::: EXERCISE INPUTS :::

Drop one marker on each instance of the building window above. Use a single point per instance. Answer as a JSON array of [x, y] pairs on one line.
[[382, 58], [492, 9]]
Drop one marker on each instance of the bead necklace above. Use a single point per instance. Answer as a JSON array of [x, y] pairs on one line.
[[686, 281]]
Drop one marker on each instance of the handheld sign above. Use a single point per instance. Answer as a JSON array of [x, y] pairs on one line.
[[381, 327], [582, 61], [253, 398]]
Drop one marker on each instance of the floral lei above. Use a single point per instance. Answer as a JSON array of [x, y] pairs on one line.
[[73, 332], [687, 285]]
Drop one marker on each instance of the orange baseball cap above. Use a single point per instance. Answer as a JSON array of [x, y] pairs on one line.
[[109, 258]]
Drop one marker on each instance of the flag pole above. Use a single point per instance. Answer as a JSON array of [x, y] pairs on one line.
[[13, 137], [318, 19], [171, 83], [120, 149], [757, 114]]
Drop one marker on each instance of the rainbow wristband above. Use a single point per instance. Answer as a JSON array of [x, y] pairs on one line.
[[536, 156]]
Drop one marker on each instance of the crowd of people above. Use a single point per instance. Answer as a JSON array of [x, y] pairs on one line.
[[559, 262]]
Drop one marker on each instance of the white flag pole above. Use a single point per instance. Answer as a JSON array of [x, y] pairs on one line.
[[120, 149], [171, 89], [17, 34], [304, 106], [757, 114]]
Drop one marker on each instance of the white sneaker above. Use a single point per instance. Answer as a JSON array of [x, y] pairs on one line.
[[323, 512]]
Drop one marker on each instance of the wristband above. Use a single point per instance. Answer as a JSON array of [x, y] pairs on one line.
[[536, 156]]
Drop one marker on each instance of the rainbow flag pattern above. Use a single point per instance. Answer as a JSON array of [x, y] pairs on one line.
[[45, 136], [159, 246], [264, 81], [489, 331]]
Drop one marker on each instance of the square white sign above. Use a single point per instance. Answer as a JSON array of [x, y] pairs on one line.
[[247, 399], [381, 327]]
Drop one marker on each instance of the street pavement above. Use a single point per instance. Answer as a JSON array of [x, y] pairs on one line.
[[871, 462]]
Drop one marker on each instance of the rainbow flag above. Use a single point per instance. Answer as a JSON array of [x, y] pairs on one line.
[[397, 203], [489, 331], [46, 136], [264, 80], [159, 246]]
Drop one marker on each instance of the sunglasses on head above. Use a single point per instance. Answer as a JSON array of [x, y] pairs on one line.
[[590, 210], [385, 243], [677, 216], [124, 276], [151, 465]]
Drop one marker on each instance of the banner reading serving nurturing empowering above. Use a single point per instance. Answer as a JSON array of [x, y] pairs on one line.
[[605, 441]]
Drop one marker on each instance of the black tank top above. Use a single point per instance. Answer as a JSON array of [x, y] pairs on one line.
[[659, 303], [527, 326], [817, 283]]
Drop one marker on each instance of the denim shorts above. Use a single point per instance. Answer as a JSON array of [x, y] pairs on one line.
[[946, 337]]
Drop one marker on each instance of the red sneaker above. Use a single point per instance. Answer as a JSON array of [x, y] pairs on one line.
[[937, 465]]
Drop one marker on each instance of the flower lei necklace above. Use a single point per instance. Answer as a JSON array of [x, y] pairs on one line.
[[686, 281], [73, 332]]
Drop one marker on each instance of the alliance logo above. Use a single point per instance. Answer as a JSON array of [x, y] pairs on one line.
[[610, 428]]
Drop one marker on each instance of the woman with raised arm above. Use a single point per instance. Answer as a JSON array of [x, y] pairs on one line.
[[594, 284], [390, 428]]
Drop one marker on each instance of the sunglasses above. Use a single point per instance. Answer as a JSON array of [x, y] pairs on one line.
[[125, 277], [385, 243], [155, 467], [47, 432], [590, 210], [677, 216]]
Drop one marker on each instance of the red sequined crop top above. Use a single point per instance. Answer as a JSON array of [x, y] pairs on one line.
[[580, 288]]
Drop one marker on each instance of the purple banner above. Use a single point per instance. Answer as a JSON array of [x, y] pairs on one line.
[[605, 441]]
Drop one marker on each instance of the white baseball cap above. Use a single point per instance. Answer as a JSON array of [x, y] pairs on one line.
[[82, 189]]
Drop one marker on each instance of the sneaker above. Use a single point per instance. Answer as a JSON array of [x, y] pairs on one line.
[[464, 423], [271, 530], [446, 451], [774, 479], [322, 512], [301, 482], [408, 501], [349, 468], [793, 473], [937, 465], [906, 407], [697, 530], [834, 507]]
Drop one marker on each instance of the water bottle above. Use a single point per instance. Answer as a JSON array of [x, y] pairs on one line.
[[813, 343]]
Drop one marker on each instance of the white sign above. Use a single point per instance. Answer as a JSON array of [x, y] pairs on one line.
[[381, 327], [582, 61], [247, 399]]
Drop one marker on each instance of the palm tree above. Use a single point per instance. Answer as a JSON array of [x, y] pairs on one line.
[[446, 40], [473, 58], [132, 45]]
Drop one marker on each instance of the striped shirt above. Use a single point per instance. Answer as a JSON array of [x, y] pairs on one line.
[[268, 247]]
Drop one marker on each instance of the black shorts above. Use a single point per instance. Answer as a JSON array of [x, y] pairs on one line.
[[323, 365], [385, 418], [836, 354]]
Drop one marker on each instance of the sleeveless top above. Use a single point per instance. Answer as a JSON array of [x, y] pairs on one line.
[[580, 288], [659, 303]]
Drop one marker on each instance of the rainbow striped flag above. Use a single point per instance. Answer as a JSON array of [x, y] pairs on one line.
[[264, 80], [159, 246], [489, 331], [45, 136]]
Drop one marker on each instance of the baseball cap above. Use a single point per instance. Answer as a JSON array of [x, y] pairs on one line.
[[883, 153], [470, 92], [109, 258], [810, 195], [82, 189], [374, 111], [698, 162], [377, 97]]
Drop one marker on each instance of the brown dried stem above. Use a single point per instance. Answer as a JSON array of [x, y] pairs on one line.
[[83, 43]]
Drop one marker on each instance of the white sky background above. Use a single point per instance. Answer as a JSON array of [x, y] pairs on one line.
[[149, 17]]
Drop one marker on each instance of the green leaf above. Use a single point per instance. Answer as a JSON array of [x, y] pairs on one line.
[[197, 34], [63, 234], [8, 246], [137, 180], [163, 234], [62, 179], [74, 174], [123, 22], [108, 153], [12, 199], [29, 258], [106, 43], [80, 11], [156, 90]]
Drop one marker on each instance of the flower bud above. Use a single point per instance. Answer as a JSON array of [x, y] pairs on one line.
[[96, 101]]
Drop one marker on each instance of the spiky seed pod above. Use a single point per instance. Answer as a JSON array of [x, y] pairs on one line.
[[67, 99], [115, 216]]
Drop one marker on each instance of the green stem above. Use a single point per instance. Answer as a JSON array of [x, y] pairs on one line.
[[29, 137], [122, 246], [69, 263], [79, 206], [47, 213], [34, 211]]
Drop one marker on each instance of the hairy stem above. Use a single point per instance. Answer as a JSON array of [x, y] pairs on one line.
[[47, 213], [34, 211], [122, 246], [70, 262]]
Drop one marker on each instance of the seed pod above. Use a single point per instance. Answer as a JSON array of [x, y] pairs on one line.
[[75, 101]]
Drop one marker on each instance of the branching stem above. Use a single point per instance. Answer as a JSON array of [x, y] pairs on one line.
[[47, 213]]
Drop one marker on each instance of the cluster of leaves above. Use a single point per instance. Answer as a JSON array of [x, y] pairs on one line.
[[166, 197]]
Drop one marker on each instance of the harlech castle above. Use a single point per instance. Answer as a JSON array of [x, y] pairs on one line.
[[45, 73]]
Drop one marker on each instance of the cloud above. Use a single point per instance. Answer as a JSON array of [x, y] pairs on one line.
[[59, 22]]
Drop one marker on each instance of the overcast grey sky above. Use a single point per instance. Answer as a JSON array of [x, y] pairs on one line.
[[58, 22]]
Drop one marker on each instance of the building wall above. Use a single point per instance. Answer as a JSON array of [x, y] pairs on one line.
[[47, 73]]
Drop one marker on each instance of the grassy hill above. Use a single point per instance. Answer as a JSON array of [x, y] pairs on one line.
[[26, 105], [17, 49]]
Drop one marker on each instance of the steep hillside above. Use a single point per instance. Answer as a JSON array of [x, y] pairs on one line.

:::

» EXERCISE DIRECTIONS: Take the line that contains "Drop one marker on each instance of the cloud" and every line after it to the end of the entries above, and reproduce them exactly.

» RESPONSE TO THIS TASK:
Drop one marker on each instance of the cloud above. Use a single point per instance. Answer as a JSON array of [x, y] pairs on one line.
[[59, 22]]
Drop one marker on each instance of the overcast grey sky above. Use a single point per instance. Answer as a JSON array of [x, y] pairs on one line.
[[58, 22]]
Drop one marker on each instance of the building wall above. Use a single point per instance. Answer as a JSON array of [x, y] pairs on one line.
[[47, 73]]
Drop one marker on each instance of the grassy hill above. Use a single point per instance. Answer as a JSON array of [x, y] pairs on one line.
[[26, 105], [17, 49]]
Drop one marker on each instance of the steep hillside above. Use a single point per instance. Answer as a JSON array of [x, y] pairs on one line.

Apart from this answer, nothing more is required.